◆ Work to do: Repeat each of the items below word for word, leaving every line unchanged.

◆ Provided material:
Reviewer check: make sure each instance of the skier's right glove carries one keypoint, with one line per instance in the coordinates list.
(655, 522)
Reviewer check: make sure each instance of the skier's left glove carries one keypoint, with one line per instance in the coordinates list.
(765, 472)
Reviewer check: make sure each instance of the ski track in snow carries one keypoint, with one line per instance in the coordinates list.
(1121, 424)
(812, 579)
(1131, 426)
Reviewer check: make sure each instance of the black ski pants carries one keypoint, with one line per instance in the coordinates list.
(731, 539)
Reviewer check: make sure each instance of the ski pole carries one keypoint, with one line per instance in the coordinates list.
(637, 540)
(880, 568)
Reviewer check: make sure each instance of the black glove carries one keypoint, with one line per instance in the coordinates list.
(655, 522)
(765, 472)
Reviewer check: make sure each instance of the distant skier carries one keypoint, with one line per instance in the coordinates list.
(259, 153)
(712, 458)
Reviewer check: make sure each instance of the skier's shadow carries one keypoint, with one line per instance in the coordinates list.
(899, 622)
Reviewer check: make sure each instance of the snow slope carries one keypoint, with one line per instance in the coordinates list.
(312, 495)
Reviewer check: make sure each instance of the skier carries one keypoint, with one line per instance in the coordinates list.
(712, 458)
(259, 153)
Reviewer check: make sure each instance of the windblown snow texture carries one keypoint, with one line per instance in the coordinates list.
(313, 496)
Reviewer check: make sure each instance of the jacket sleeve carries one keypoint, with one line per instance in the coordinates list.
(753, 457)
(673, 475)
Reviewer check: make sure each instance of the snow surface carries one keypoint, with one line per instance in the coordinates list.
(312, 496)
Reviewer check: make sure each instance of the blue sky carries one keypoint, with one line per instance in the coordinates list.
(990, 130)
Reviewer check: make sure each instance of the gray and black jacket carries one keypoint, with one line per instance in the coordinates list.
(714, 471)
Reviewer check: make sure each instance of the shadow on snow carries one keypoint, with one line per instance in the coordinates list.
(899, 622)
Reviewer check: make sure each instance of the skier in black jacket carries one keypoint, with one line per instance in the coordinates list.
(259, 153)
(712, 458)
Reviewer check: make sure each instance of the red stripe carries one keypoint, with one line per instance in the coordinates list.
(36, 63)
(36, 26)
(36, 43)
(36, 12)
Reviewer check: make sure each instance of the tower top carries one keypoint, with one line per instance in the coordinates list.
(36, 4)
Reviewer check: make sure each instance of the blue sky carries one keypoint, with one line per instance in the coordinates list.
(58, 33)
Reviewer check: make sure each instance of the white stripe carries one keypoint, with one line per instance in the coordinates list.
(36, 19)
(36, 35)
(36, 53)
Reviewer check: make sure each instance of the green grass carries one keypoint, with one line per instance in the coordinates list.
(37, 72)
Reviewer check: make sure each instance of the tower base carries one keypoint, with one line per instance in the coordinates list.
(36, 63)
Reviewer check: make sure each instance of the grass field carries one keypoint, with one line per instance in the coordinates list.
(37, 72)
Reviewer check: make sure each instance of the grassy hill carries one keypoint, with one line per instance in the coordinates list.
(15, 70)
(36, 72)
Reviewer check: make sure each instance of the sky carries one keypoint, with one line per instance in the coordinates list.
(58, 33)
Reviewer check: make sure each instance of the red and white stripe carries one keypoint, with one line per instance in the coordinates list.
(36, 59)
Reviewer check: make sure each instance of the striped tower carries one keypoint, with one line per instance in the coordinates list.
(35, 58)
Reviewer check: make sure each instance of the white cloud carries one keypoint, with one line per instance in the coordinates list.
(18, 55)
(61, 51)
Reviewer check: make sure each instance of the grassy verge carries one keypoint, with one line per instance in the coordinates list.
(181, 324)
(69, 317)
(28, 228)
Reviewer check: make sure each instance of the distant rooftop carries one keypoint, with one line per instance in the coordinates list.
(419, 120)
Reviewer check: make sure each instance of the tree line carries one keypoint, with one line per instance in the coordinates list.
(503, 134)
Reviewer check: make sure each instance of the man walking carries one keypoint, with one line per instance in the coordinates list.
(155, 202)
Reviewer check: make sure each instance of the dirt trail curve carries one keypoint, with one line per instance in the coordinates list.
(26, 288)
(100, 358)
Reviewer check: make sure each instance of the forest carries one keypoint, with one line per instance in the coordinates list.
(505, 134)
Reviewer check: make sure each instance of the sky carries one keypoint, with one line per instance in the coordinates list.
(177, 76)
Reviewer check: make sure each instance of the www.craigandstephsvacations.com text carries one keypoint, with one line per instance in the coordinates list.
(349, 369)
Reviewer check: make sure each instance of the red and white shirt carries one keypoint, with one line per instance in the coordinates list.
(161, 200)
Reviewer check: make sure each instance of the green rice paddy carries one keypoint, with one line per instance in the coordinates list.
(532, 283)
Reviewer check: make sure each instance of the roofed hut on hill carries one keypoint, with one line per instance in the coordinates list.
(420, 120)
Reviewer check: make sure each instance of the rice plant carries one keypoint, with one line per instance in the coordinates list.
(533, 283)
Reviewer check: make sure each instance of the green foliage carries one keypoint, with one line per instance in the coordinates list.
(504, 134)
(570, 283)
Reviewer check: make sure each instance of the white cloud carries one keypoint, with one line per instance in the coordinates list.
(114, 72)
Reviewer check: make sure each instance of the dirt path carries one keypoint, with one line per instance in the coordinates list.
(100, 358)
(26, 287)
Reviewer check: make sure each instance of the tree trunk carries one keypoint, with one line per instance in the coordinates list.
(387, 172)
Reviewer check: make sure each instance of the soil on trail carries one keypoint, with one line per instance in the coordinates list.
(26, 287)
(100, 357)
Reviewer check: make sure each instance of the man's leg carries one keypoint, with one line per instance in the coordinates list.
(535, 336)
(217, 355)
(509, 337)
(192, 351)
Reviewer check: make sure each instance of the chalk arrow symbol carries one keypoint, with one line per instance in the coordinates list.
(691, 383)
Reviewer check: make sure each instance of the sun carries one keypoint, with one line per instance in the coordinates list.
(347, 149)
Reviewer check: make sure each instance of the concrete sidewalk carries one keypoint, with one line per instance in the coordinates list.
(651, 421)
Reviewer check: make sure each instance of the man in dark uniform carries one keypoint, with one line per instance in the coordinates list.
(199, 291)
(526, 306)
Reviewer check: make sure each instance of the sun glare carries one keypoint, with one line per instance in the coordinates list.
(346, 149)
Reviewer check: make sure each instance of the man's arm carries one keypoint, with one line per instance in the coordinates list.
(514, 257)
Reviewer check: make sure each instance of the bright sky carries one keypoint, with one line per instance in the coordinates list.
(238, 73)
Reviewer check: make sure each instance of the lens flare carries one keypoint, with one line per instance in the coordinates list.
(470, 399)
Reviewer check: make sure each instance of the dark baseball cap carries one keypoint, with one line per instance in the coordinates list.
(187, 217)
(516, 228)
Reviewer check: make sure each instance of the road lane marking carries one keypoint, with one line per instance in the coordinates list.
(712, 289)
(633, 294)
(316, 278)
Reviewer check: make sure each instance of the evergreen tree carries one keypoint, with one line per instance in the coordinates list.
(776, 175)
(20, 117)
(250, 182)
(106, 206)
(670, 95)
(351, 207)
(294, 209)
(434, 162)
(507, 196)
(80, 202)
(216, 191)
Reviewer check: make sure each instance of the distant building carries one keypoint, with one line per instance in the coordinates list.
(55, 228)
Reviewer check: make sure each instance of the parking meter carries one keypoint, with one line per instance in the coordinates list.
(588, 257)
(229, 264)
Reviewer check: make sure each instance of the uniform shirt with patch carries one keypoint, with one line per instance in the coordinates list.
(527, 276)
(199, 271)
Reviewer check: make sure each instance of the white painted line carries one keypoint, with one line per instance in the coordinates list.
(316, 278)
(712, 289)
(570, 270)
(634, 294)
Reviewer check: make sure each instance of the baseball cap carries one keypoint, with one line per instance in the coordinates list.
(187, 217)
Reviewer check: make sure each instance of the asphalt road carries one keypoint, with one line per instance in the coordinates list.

◆ Correct response:
Reviewer check: make sure each instance of the skier's right glove carries one keypoint, with one line per instance in the coordinates list.
(655, 522)
Reviewer check: make sure each instance of the skier's left glove carries one keypoint, with one line per instance in the coordinates list.
(765, 472)
Reviewer check: make sure each instance of the ski track in snow carries one keypoint, with one line per instance in the coordinates list.
(1121, 424)
(812, 579)
(1131, 426)
Reviewer check: make sure each instance of the black ski pants carries one keypoint, with one line per instance in the coordinates list.
(731, 539)
Reviewer check: make sure each instance of the ski pole carries one keypoint, with one line per instance in the coordinates list.
(637, 540)
(880, 568)
Reviewer check: make sure each instance of the black glove carries one keypoint, with one line per instance in the coordinates list.
(655, 522)
(765, 472)
Reviewer check: make sure each instance of the distant skier carries one keypoint, with one line per instance in the coordinates list.
(259, 153)
(712, 458)
Reviewer check: make sure each instance of the skier's shadow carries one keypoint, with one line per instance in the coordinates list.
(899, 622)
Reviewer check: make sure each instance of the snow slope carries one keypoint, with one line per instance in the coordinates list.
(312, 495)
Reviewer check: make sure each instance of the skier carries one keypoint, with one line per instance in the coordinates list.
(712, 458)
(259, 153)
Reviewer check: make sure each instance of the windblown snow texture carries one keypoint, with one line per instance in the coordinates list.
(313, 496)
Reviewer check: make sure each instance of the jacket sleeve carries one keypoint, with one line per instance in the coordinates list.
(753, 457)
(673, 475)
Reviewer check: make sure each instance of the snow surface carries one keypoint, with one line per instance in the coordinates list.
(312, 496)
Reviewer check: make sure each instance of the blue sky carries one keypoint, with one line per instance in the coordinates list.
(990, 130)
Reviewer check: make sure each instance of the gray and black jacket carries one keypoint, with one line per instance in the coordinates list.
(714, 471)
Reviewer check: make sure each instance of the shadow on snow carries one keypoint, with one line per instance in the coordinates list.
(899, 622)
Reviewer check: make sure each instance of the skier in black jacket carries one keypoint, with one line per instance in the coordinates list.
(259, 153)
(712, 458)
Reviewer check: make sure each instance of the red stripe carries one keypoint, with one line per instance in the coordinates list.
(36, 63)
(36, 26)
(36, 43)
(36, 12)
Reviewer check: make sure each instance of the tower top carries one keypoint, with one line per instance in the coordinates list.
(36, 4)
Reviewer check: make sure each instance of the blue sky carries one keypoint, with one line per instance in the coordinates list.
(58, 33)
Reviewer check: make sure each instance of the white stripe carries one keypoint, with one line per instance in the coordinates list.
(36, 19)
(36, 35)
(36, 53)
Reviewer check: make sure each instance of the green grass carries one keypoint, with one line per instance in the coordinates list.
(37, 72)
Reviewer check: make sure each instance of the tower base carries one keypoint, with one line per instance in the coordinates list.
(36, 63)
Reviewer check: make sure each instance of the grass field carries one keypoint, with one line per instance in the coordinates list.
(37, 72)
Reviewer check: make sure each instance of the grassy hill carries one keypoint, with one line per instance in the coordinates list.
(15, 70)
(36, 72)
Reviewer check: make sure each instance of the sky carries one keypoint, with one line per instance in the coordinates list.
(58, 33)
Reviewer check: make sure each instance of the red and white stripe carries one keypoint, with one line per instance in the coordinates list.
(36, 59)
Reviewer check: make sure each instance of the striped tower carries one keypoint, with one line per instance in the coordinates list.
(35, 58)
Reviewer check: make sure each instance of the white cloud carries one keypoint, with one line per instance in the coordinates list.
(18, 55)
(61, 51)
Reviewer check: make sure each instance of the grassy verge carries one keypoint, with one line per instance in the coordinates list.
(181, 324)
(69, 317)
(28, 228)
Reviewer check: make sure each instance of the distant rooftop carries one keypoint, with one line per instance in the coordinates list.
(419, 120)
Reviewer check: make sure each instance of the tree line carries one keypoint, with one line per instance in the coordinates list.
(503, 134)
Reviewer check: make sure each instance of the man walking carries one keypoint, with one line per instance in the coordinates list.
(155, 202)
Reviewer check: make sure each instance of the dirt trail curve carries one keypoint, with one line per instance in the coordinates list.
(26, 288)
(100, 358)
Reviewer check: make sure each instance of the forest carries one keypoint, with one line per instance in the coordinates list.
(505, 134)
Reviewer check: make sure each instance of the sky carries one keypoint, with one line per instance in the coordinates list.
(177, 76)
Reviewer check: make sure each instance of the www.craigandstephsvacations.com text carries one keypoint, with one line per instance in the coordinates list.
(349, 369)
Reviewer check: make sure each instance of the red and white shirt carries one keypoint, with one line per instance in the coordinates list.
(161, 200)
Reviewer check: make sure each instance of the green rice paddy carries one keypoint, with one line per instance in the coordinates list.
(532, 283)
Reviewer check: make sure each instance of the roofed hut on hill carries one keypoint, with one line per instance in the coordinates list.
(420, 120)
Reviewer check: make sure each instance of the rice plant carries one keypoint, with one line per instance in the coordinates list.
(533, 283)
Reviewer check: make sure each instance of the green foliage carries one keypoint, with one line per instance in the coordinates list.
(504, 134)
(570, 283)
Reviewer check: make sure each instance of the white cloud carries one keypoint, with one line per instance in the coordinates list.
(114, 72)
Reviewer check: make sure each instance of the dirt path carries one keypoint, with one line per instance in the coordinates list.
(100, 358)
(26, 287)
Reviewer check: make sure each instance of the tree trunk carries one keypoint, with one line per instance in the coordinates list.
(387, 172)
Reviewer check: make sure each instance of the soil on trail carries one keypoint, with one line per instance in the coordinates list.
(26, 287)
(100, 357)
Reviewer check: make sure each instance of the man's leg carries one keypoint, with one line per instance in the coordinates list.
(535, 336)
(217, 355)
(509, 337)
(192, 351)
Reviewer check: make sure each instance of the chalk arrow symbol carries one keypoint, with one line per instance in the coordinates list.
(691, 383)
Reviewer check: make sure each instance of the sun carries one keypoint, with one line per instance in the coordinates list.
(347, 149)
Reviewer check: make sure each instance of the concrete sidewalk carries one keypoint, with one line per instance in the coordinates list.
(651, 421)
Reviewer check: make sure each instance of the man in dark uniform carries one keypoint, with one line per instance in the coordinates list.
(199, 291)
(526, 306)
Reviewer check: make sure each instance of the sun glare carries one keypoint, with one line per instance in the coordinates list.
(346, 149)
Reviewer check: make sure each instance of the man's arm carries one keypoint, with one line per instance in the coordinates list.
(514, 257)
Reviewer check: make sure each instance of the bright sky carries one keypoint, with one line per instance in the coordinates list.
(238, 73)
Reviewer check: make sure each instance of the lens flare carries one keypoint, with one line per instance in the coordinates list.
(470, 399)
Reviewer check: make sure each instance of the dark baseball cap carries one keypoint, with one line per instance in the coordinates list.
(187, 217)
(516, 228)
Reviewer check: make sure each instance of the road lane marking carries one keypoint, with one line per instance in the coordinates list.
(712, 289)
(633, 294)
(316, 278)
Reviewer check: make sure each instance of the evergreen tree carries one keypoint, with one line per instance in the coordinates list.
(776, 175)
(20, 117)
(250, 182)
(106, 206)
(670, 95)
(351, 207)
(294, 209)
(434, 162)
(507, 196)
(80, 202)
(216, 191)
Reviewer check: make sure each instance of the distant building carries one keypoint, with one line per instance in the coordinates list.
(55, 228)
Reviewer check: make sure each instance of the parking meter carries one keypoint, with one line per instance in the coordinates list.
(588, 257)
(229, 264)
Reviewer check: make sure each instance of the uniform shirt with patch carries one keypoint, with one line per instance in the coordinates list.
(527, 276)
(199, 271)
Reviewer check: make sure each instance of the white painted line carries one keypoint, with one line per instance in the coordinates list.
(316, 278)
(712, 289)
(570, 270)
(634, 294)
Reviewer check: make sure each instance of the baseball cap carries one keypoint, with one line per instance in the coordinates list.
(187, 217)
Reviewer check: make sure each instance of the asphalt road carries one keypoint, with one line per instance in the coordinates list.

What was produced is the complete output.